RIP Man United, the light has gone out
That’s all well and good. But it might be time to put away the history books, stop staring forlornly at the statues of Ferguson and Busby and acknowledge reality. David Moyes’ nightmarish first season is no longer the end of the world. The end of the world came and went at Olympiakos.
Being the weakest team left in the tournament, Olympiakos expected the Musketeers. They were greeted by the Muppets.
United’s most distressing defeat in the Champions League confirmed the death of the club in its previous guise. Great European nights are commemorated with tributes, trophies and memorabilia in the Old Trafford museum. The Greek tragedy should be remembered with a tombstone; the night Manchester United died.
Whatever factors might have colluded on the night to ensure such an insipid performance, the perfect storm began rattling the windows at Old Trafford the moment the club consented to Sir Alex Ferguson’s demands without a murmuring word of dissent. He brooked no argument on the issue. David Moyes was the only man qualified for the impossible job.
At the time, events at both Everton and Real Madrid validated his appointment. Moyes was the man. Jose Mourinho was madder than a lorry-load of monkeys. Continuity was the Manchester United way. Anarchy has no place among such cultured artists. Hindsight has since ridiculed such naivety.
United’s dramatic, unexpected plummet from the summit has reinforced the increasing suspicion that successful mini-mart owners are not usually head-hunted to run multi-national corporations. Handling the goods and balancing the books are laudable qualities in a corner-shop manager. That doesn’t mean Google is going to call any time soon.
The Olympiakos defeat confirmed what United fans have long suspected. Moyes can’t shake the mini-mart mentality. He operated a low-risk, low-budget enterprise for too long. He is struggling to become the Mark Zuckerberg of Premier League management; the mindset shift appears too vast.
The anger has gone at Old Trafford. Defeat was once an indignation; a poor attitude nothing short of an abomination.
Contrary to misguided belief, continuity isn’t the United way. Winning is the United way, preferably with a swashbuckling panache. Moyes is struggling to achieve either; looking ever more like a recalcitrant roundhead among bemused cavaliers.

### DATA
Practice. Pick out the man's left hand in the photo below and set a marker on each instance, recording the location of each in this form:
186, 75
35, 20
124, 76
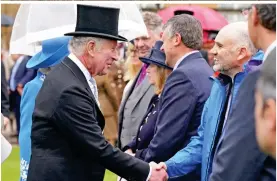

### EXERCISES TO COMPLETE
(A) Answer each question from the Manchester United column, one per line:
(i) Which team does the column call the weakest team left in the tournament?
(ii) Whose demands did the club consent to without a murmuring word of dissent?
(iii) Contrary to misguided belief, what does the column say the United way is?
(B) Write the next part of the Manchester United column, starting after its final sentence.
The lines play no part in what is asked here.

### WRITTEN ANSWERS
(A)
(i) Olympiakos
(ii) Sir Alex Ferguson's
(iii) Winning, preferably with a swashbuckling panache

(B)
Mourinho is hardly the d'Artagnan of the dugout guiding his Musketeers to glory, but he usually knows when to brandish the blade and when to sheath the sword. Moyes instinctively holds back. His innate conservatism brutally betrayed him in the Champions League. Being the weakest team left in the tournament, Olympiakos expected the Musketeers. They were greeted by the Muppets.
Michael Carrick and Tom Cleverley were sent out to offer a protective shield, which immediately curtailed their attacking instincts. They couldn’t defend either. They were left to drown as Alejandro Dominguez, a player never considered good enough to play for Argentina, drifted away from them with the ease and grace of a synchronised swimmer.
Cleverley was picked ahead of the more attack-minded, and less predictable, Marouane Fellaini. Adnan Januzaj didn’t make the squad. The club’s most impudent creative option was considered a risk not worth taking against European lesser lights. That’s not only negative. That’s not Manchester United.
The club, in the traditional, philosophical sense, have ceased to exist. The global brand remains, for now, but could decline as quickly as the pitch performances if the very essence of United is allowed to dissipate in such a swift and inglorious fashion.
Just to be clear, United have never dominated in the Champions League. Ferguson went to his director’s box still nursing the gaping wound of European near-misses. Two Champions League triumphs was a poor return for his tenure; his words, not mine. But they mostly competed. They challenged. They invented. Even when inspiration deserted them, they were rarely less than industrious.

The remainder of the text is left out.